# Information supplied start

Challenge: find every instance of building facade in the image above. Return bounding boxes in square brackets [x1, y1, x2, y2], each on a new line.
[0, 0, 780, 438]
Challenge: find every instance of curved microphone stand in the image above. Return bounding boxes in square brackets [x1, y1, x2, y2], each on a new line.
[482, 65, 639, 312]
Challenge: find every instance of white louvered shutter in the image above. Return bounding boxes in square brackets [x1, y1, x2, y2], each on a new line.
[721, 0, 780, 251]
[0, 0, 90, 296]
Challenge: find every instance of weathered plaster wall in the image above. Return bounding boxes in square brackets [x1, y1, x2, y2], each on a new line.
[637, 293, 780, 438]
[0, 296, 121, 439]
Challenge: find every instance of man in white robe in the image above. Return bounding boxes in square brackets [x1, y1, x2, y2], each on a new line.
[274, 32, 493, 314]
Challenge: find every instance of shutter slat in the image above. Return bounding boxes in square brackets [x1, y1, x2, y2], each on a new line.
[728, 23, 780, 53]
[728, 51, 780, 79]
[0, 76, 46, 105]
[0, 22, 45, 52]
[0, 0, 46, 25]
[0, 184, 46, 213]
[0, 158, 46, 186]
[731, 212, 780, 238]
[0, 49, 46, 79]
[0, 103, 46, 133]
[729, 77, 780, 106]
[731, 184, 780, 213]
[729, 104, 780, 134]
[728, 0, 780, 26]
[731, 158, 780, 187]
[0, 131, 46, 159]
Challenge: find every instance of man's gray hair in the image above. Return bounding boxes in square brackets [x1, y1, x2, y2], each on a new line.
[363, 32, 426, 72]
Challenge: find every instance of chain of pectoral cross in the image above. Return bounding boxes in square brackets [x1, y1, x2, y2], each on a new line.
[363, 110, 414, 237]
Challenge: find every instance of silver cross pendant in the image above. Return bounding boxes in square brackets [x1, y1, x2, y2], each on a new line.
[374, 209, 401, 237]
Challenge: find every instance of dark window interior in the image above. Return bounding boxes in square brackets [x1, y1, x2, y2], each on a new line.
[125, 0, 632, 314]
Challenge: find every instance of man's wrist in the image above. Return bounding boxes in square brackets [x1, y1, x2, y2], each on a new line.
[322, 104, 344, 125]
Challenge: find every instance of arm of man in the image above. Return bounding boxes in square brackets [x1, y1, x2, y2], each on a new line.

# Information supplied end

Rewrite the rows above as a numbered list and omit any blank lines.

Written solution:
1. Challenge: find every instance of building facade in the image above. Return bounding boxes in square brackets [x1, y1, x2, y2], each on a new line.
2. [0, 0, 780, 438]
3. Challenge: find every instance of curved microphone stand in the image above. Return bounding boxes in square brackets [x1, y1, x2, y2], each on a new line.
4. [482, 65, 639, 312]
5. Challenge: find every instance of white louvered shutter in the image above. Return bounding boxes in square brackets [x1, y1, x2, y2], each on a new line.
6. [721, 0, 780, 251]
7. [0, 0, 90, 296]
8. Challenge: find every instance of weathered plaster wall in the image above. Return bounding boxes in square brackets [x1, y1, x2, y2], each on a new line.
9. [637, 293, 780, 438]
10. [0, 296, 121, 439]
11. Challenge: find every instance of man in white robe in the image above. Return bounding boxes in square brackets [x1, y1, x2, y2], each on a new line.
12. [274, 32, 493, 314]
13. Challenge: find every instance of shutter slat in the image above. Return bounding boxes in square brackets [x1, y1, x2, y2], each on a new line.
14. [728, 23, 780, 53]
15. [728, 51, 780, 79]
16. [0, 76, 46, 105]
17. [0, 22, 45, 52]
18. [0, 0, 46, 25]
19. [0, 184, 46, 213]
20. [0, 158, 46, 186]
21. [731, 212, 780, 238]
22. [0, 49, 46, 79]
23. [0, 103, 46, 133]
24. [729, 77, 780, 106]
25. [731, 184, 780, 213]
26. [729, 104, 780, 134]
27. [728, 0, 780, 26]
28. [731, 158, 780, 187]
29. [0, 131, 46, 159]
30. Challenge: find every instance of man's gray hair in the image above. Return bounding boxes in square brackets [x1, y1, x2, y2], each on a new line.
31. [363, 32, 426, 72]
32. Challenge: find every instance of chain of pectoral cross in the image above. Return bounding boxes in square brackets [x1, y1, x2, y2], each on a new line.
33. [363, 110, 414, 237]
34. Challenge: find every instance of silver cross pendant in the image above. Return bounding boxes in square brackets [x1, y1, x2, y2], each on a new line.
35. [374, 209, 401, 237]
36. Challenge: find every instance of dark window interior in the image above. Return bounding boxes in square brackets [x1, y1, x2, y2], each on a new line.
37. [125, 0, 632, 314]
38. Challenge: find every instance of man's wrist in the image above. Return bounding boxes in square brackets [x1, y1, x2, y2], each on a new line.
39. [322, 104, 344, 125]
40. Challenge: find every instance of arm of man in the image above. Return bounding boxes in square brackets [x1, y1, x2, y2], each on a new line.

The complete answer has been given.